**Task prompt**
Format the lines below as a Markdown table with two columns, Row and Line. Number each row and omit any blank lines.

**Records supplied**
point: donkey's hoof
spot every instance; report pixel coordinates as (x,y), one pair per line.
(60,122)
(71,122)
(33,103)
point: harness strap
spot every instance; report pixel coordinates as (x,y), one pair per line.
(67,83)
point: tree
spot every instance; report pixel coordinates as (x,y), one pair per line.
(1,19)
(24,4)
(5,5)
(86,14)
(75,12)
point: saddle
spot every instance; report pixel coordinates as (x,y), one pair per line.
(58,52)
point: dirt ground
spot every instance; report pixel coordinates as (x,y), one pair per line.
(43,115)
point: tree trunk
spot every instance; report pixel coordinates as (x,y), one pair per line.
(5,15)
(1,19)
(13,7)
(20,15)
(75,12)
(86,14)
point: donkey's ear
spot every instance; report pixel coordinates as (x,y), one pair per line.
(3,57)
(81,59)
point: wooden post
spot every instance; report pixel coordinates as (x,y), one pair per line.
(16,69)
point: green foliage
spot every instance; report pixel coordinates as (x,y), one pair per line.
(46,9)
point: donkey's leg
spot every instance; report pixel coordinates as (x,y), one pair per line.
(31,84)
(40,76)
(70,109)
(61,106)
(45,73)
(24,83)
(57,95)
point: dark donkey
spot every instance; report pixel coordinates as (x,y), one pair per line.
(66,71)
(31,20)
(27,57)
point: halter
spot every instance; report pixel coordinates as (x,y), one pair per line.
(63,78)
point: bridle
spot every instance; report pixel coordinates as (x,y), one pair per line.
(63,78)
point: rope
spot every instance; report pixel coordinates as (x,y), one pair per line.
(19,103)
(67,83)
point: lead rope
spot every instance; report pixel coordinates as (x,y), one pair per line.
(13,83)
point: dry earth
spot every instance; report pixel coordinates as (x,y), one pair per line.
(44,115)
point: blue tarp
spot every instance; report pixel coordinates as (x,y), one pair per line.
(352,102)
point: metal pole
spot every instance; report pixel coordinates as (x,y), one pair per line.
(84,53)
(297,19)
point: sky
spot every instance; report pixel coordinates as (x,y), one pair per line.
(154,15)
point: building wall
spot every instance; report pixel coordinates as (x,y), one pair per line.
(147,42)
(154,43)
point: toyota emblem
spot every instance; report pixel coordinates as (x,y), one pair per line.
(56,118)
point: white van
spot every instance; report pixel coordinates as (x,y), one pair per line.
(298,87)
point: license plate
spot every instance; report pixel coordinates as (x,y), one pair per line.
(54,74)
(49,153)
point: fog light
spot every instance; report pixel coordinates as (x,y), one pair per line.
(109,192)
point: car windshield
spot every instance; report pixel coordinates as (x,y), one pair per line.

**Correct output**
| Row | Line |
|---|---|
| 1 | point: donkey's hoof |
| 2 | spot every instance; report pixel coordinates as (x,y), one pair per line. |
| 3 | (60,122) |
| 4 | (71,122) |
| 5 | (33,103) |
| 6 | point: harness strap |
| 7 | spot every instance; report pixel coordinates as (x,y), one pair per line. |
| 8 | (67,83) |
| 9 | point: tree |
| 10 | spot every instance; report pixel coordinates as (x,y), one pair per line. |
| 11 | (1,19) |
| 12 | (24,4) |
| 13 | (5,5) |
| 14 | (86,14) |
| 15 | (75,12) |
| 16 | point: saddle |
| 17 | spot every instance; report pixel coordinates as (x,y), one pair per line. |
| 18 | (58,52) |
| 19 | point: dirt ground |
| 20 | spot every instance; report pixel coordinates as (x,y), one pair per line. |
| 21 | (43,115) |
| 22 | point: tree trunk |
| 23 | spot every instance; report pixel coordinates as (x,y), one pair per line. |
| 24 | (5,15) |
| 25 | (1,19) |
| 26 | (13,7) |
| 27 | (20,15) |
| 28 | (75,12) |
| 29 | (86,14) |
| 30 | point: donkey's ear |
| 31 | spot every instance; report pixel coordinates as (x,y), one pair per line. |
| 32 | (3,57) |
| 33 | (81,59) |
| 34 | point: wooden post |
| 35 | spot every instance; report pixel coordinates as (x,y), one pair per line. |
| 36 | (16,69) |
| 37 | point: green foliage |
| 38 | spot every instance; report pixel coordinates as (x,y), one pair per line. |
| 39 | (46,9) |
| 40 | point: donkey's leg |
| 41 | spot every instance; report pixel coordinates as (x,y), one pair per line. |
| 42 | (31,84) |
| 43 | (40,76) |
| 44 | (70,109) |
| 45 | (61,106) |
| 46 | (45,73) |
| 47 | (24,83) |
| 48 | (57,95) |
| 49 | point: dark donkey |
| 50 | spot every instance; report pixel coordinates as (x,y), one pair per line. |
| 51 | (66,71) |
| 52 | (31,20) |
| 53 | (27,57) |
| 54 | point: halter |
| 55 | spot every instance; report pixel coordinates as (x,y), one pair per line. |
| 56 | (63,78) |
| 57 | point: bridle |
| 58 | spot every instance; report pixel coordinates as (x,y), one pair per line. |
| 59 | (63,78) |
| 60 | point: rope |
| 61 | spot every instance; report pixel coordinates as (x,y), one pair per line. |
| 62 | (19,103) |
| 63 | (67,83) |
| 64 | point: lead rope |
| 65 | spot every instance; report pixel coordinates as (x,y), one pair per line. |
| 66 | (13,83) |
| 67 | point: dry earth |
| 68 | spot every instance; report pixel coordinates as (x,y), one pair per line. |
| 69 | (44,115) |
| 70 | point: blue tarp |
| 71 | spot every instance; report pixel coordinates as (x,y), one pair per line. |
| 72 | (352,102) |
| 73 | point: metal pole |
| 74 | spot every instance; report pixel coordinates as (x,y), one pair per line. |
| 75 | (84,53) |
| 76 | (297,19) |
| 77 | point: sky |
| 78 | spot every instance; report pixel coordinates as (x,y), one pair per line. |
| 79 | (154,15) |
| 80 | point: building wall |
| 81 | spot every instance; report pixel coordinates as (x,y), one pair per line. |
| 82 | (147,42) |
| 83 | (154,43) |
| 84 | point: toyota emblem |
| 85 | spot every instance; report pixel coordinates as (x,y), one pair per line. |
| 86 | (56,118) |
| 87 | point: white van |
| 88 | spot every instance; report pixel coordinates as (x,y), one pair per line. |
| 89 | (298,87) |
| 90 | point: license plate |
| 91 | spot every instance; report pixel coordinates as (x,y), one pair per line. |
| 92 | (54,74) |
| 93 | (49,153) |
| 94 | point: fog light |
| 95 | spot every instance; report pixel coordinates as (x,y), one pair per line. |
| 96 | (109,192) |
| 97 | point: car windshield |
| 98 | spot every instance; report pixel coordinates as (x,y), one pair per line. |